TEXTO APRESENTADO:
-----

O jogo está bruto. Na manhã desse domingo, Lula e Arthur Lira reuniram-se num hotel de Brasília, para tentar, mais uma vez, chegar a um acordo sobre a aprovação da PEC do Estouro. Saíram sem falar com a imprensa. Ato continuo, na noite de domingo, o ministro do STF Gilmar Mendes julgou procedente uma ação da Rede Sustentabilidade, linha auxiliar do PT, e decidiu que o governo Lula poderá furar o teto de gastos, para garantir o Bolsa Família de 600 reais. Ou seja, poderá editar uma Medida Provisória para a liberação de crédito extraordinário, sem ferir a Constituição, o que o torna muito menos dependente da aprovacão da PEC do Estouro, alavanca que Arthur Lira estava usando em troca da manutenção do orçamento secreto — peça importante para ele ser reconduzido à Presidência da Câmara.

A conversa de Lula e Arthur Lira não foi boa, haja vista a sequência de fatos. Na quinta-feira anterior, o ministro Ricardo Lewandowski havia proposto e levado a suspensão da sessão na qual a inconstitucionalidade do orçamento secreto vinha sendo declarada por 5 pontos contra 4. Como a conversa entre Lula e Arthur Lira não deu em nada e Gilmar Mendes falou e disse, Ricardo Lewandowski descartou a resolução do Congresso de dar mais “transparência” ao orçamento secreto, aprovada a toque de caixa, e hoje votou pela sua inconstitucionalidade. Não precisou “modular” nada. Depois de dar a decisão que beneficia o futuro governo Lula, o ministro Gilmar Mendes votou pela legalidade do orçamento secreto, guardadas as devidas modificações e coisa e tal. Voto que, ao fim e ao cabo, foi para inglês ver. Por 6 a 5, o STF decidiu que o orçamento secreto contraria a lei.

Contraria, mesmo. Só que, outra vez, o que esteve e está em jogo — bruto — é a disputa entre Lula e Arthur Lira. O primeiro não quer dar ministério importante ao segundo, entre outros desfavores, para reservar apenas aos seus o que é alheio (dos cidadãos). O atual presidente da Câmara tem a convicção de que o STF está do lado do presidente eleito contra ele, e essa convicção ficou ainda mais forte depois da decisão de Gilmar Mendes que lhe tirou das mãos o poder de barganhar com a PEC do Estouro. De acordo com o jornalista Igor Gadelha, do Metrópoles, Arthur Lira está irritadíssimo com o enredo e, agora, petistas procuram fazê-lo crer que Lula não está querendo lhe puxar o tapete, com a ajuda do STF. Divertido. Tendo a crer, repito, que, se Arthur Lira mantiver o seu protagonismo, Lula realmente poderá ter um novo Eduardo Cunha para chamar de seu.

-----

TAREFAS DO EXERCÍCIO:
**a.** Explique por que, segundo o texto, a decisão de Gilmar Mendes torna o governo Lula muito menos dependente da aprovação da PEC do Estouro.
**b.** Transcreva do texto tudo o que vai de "A conversa de" até "contraria a lei.".
**c.** De acordo com o texto, por qual placar o STF decidiu que o orçamento secreto contraria a lei?

MATERIAL FORNECIDO:
-----

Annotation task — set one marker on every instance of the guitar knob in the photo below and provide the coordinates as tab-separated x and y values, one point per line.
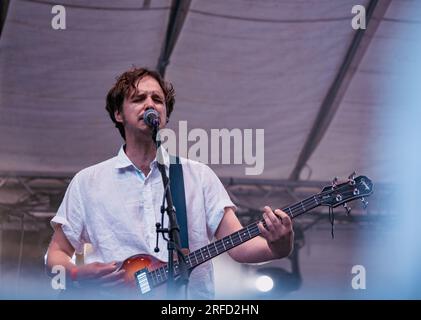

-----

RESPOSTAS:
**a.** A decisão permite ao governo Lula furar o teto de gastos para garantir o Bolsa Família de 600 reais. Com ela, o governo poderá editar uma Medida Provisória para liberar crédito extraordinário sem ferir a Constituição.

**b.**
A conversa de Lula e Arthur Lira não foi boa, haja vista a sequência de fatos. Na quinta-feira anterior, o ministro Ricardo Lewandowski havia proposto e levado a suspensão da sessão na qual a inconstitucionalidade do orçamento secreto vinha sendo declarada por 5 pontos contra 4. Como a conversa entre Lula e Arthur Lira não deu em nada e Gilmar Mendes falou e disse, Ricardo Lewandowski descartou a resolução do Congresso de dar mais “transparência” ao orçamento secreto, aprovada a toque de caixa, e hoje votou pela sua inconstitucionalidade. Não precisou “modular” nada. Depois de dar a decisão que beneficia o futuro governo Lula, o ministro Gilmar Mendes votou pela legalidade do orçamento secreto, guardadas as devidas modificações e coisa e tal. Voto que, ao fim e ao cabo, foi para inglês ver. Por 6 a 5, o STF decidiu que o orçamento secreto contraria a lei.

**c.** Por 6 a 5.